* What is asked: Repeat the material below without any change, from the line containing "Target: sky" through the final line, both included.

○ ○ ○ ○ ○

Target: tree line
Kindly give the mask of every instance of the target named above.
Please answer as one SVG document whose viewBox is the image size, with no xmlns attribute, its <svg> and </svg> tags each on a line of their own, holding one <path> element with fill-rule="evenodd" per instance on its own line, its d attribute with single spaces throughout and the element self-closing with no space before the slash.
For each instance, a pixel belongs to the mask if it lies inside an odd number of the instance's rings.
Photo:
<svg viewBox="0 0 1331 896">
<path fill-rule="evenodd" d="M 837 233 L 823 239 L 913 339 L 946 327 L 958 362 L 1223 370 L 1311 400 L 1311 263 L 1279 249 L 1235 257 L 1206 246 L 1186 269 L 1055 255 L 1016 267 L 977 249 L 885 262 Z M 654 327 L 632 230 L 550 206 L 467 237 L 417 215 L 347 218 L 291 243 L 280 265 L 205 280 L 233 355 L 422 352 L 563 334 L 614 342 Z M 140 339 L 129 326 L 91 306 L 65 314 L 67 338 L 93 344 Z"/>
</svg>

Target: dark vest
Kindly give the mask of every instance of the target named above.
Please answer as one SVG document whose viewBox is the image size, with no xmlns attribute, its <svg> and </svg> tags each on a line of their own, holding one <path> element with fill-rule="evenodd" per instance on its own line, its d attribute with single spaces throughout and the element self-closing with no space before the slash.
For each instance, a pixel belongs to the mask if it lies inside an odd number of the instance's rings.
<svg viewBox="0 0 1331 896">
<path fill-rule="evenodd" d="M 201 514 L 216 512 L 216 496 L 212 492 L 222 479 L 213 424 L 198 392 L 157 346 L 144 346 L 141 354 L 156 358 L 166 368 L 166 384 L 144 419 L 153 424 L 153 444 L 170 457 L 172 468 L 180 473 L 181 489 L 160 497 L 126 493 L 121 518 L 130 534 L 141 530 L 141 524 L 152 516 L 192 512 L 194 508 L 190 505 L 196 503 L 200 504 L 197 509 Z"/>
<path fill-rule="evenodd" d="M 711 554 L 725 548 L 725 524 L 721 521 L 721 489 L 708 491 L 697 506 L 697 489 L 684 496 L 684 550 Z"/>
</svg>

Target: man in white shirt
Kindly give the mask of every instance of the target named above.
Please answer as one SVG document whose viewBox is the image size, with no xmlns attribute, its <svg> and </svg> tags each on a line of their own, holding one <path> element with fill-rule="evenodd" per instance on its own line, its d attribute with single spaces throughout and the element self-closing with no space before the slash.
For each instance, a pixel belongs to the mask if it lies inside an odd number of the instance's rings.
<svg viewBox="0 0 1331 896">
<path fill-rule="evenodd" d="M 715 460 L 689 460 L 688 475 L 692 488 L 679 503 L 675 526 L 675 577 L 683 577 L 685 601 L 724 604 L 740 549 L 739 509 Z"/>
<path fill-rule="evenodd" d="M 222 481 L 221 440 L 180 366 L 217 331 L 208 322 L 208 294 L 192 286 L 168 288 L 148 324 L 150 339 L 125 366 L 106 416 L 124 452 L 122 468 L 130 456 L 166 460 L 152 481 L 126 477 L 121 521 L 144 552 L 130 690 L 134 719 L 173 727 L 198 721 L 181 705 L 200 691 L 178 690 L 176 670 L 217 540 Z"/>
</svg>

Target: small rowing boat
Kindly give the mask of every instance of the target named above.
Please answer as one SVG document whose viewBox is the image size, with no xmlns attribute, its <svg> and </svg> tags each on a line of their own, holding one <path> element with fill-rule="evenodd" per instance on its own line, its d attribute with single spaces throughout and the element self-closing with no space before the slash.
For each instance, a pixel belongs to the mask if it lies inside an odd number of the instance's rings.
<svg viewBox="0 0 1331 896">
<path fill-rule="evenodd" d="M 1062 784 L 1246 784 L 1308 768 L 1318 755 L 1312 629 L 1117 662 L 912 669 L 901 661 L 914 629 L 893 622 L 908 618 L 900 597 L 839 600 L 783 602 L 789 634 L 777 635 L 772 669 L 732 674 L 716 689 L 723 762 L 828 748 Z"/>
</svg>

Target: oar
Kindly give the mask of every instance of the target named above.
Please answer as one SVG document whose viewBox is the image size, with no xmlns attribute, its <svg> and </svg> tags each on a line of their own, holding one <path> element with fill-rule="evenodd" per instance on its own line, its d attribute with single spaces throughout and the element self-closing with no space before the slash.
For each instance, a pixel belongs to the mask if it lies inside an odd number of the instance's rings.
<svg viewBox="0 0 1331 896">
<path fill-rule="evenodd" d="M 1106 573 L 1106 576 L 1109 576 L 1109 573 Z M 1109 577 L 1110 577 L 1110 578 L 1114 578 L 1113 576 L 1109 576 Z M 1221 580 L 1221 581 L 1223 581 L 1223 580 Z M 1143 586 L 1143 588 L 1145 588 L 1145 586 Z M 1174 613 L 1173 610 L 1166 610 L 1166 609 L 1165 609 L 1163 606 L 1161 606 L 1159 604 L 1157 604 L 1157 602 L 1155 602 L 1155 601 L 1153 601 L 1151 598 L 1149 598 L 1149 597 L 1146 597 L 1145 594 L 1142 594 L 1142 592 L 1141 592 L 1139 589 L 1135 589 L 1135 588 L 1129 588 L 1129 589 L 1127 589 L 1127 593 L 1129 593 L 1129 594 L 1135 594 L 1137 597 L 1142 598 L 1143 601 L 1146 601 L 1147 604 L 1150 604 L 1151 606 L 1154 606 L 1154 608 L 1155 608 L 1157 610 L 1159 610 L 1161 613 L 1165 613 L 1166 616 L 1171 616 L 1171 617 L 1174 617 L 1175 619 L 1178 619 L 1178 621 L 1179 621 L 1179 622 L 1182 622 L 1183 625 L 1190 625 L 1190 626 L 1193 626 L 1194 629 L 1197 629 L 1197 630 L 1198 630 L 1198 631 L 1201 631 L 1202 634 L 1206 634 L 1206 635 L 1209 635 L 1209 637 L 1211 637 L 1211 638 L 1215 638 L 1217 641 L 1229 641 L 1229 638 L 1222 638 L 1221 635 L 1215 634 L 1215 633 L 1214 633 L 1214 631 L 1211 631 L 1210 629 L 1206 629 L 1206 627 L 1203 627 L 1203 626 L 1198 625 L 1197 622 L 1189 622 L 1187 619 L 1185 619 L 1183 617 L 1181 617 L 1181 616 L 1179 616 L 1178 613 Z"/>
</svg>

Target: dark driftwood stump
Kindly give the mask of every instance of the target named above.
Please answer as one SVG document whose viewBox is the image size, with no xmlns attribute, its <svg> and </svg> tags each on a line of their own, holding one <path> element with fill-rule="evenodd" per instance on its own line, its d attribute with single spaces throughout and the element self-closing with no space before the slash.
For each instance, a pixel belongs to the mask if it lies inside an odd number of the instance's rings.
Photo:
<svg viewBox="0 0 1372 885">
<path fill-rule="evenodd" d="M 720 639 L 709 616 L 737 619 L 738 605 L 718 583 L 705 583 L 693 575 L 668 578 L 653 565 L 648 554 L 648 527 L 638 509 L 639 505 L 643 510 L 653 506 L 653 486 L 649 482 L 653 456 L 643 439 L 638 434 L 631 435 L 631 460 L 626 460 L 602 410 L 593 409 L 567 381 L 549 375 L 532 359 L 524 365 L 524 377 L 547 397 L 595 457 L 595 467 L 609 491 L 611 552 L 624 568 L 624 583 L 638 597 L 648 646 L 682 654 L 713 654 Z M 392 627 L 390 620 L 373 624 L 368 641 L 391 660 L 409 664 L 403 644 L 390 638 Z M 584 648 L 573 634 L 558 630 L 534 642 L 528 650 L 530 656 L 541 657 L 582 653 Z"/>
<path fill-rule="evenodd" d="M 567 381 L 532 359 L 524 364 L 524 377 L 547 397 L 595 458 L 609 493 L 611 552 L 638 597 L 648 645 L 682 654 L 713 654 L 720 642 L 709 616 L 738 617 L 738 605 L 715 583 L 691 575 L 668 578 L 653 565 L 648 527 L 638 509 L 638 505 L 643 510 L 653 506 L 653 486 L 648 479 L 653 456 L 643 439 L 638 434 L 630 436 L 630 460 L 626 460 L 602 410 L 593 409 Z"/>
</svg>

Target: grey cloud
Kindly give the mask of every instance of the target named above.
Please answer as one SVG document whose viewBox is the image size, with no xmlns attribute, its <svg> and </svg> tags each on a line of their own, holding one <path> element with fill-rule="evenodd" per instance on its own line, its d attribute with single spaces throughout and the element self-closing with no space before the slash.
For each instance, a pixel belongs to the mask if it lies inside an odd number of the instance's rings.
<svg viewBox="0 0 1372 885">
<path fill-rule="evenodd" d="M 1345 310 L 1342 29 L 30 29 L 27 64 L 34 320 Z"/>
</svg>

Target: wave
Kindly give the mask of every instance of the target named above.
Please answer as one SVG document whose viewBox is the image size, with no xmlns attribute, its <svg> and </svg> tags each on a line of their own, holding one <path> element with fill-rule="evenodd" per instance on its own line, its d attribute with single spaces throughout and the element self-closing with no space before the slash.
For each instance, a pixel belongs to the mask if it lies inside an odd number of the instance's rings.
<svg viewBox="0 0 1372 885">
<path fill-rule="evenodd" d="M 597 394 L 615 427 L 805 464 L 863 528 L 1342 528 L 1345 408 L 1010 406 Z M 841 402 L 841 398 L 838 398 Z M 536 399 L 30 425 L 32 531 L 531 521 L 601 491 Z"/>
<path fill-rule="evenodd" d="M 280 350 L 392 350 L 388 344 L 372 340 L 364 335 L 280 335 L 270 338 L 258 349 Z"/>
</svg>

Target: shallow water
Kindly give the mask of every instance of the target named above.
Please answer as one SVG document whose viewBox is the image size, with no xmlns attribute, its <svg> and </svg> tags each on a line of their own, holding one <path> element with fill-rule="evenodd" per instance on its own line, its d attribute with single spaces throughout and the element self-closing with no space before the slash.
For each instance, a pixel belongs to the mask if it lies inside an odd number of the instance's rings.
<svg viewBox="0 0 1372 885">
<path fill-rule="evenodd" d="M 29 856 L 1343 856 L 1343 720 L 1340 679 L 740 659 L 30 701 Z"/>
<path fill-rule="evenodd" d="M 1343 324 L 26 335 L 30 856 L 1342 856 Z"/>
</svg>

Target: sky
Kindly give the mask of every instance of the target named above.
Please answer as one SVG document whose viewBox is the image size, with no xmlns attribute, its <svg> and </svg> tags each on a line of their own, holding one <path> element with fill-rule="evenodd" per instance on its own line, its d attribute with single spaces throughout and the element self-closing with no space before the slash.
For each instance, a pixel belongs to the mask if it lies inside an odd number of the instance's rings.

○ ○ ○ ○ ○

* Expected output:
Target: sky
Kindly give the mask of every instance of the target named above.
Please answer as one SVG document whose viewBox is the image size, with no xmlns attribute, its <svg> and </svg> tags each on a line of their own, holding one <path> element with fill-rule="evenodd" per instance on its own line, its d attribute with single spaces throughout and the element self-closing with no space before the slash.
For each instance, a pixel belongs to the mask if it lies inside an odd number of the instance's rings.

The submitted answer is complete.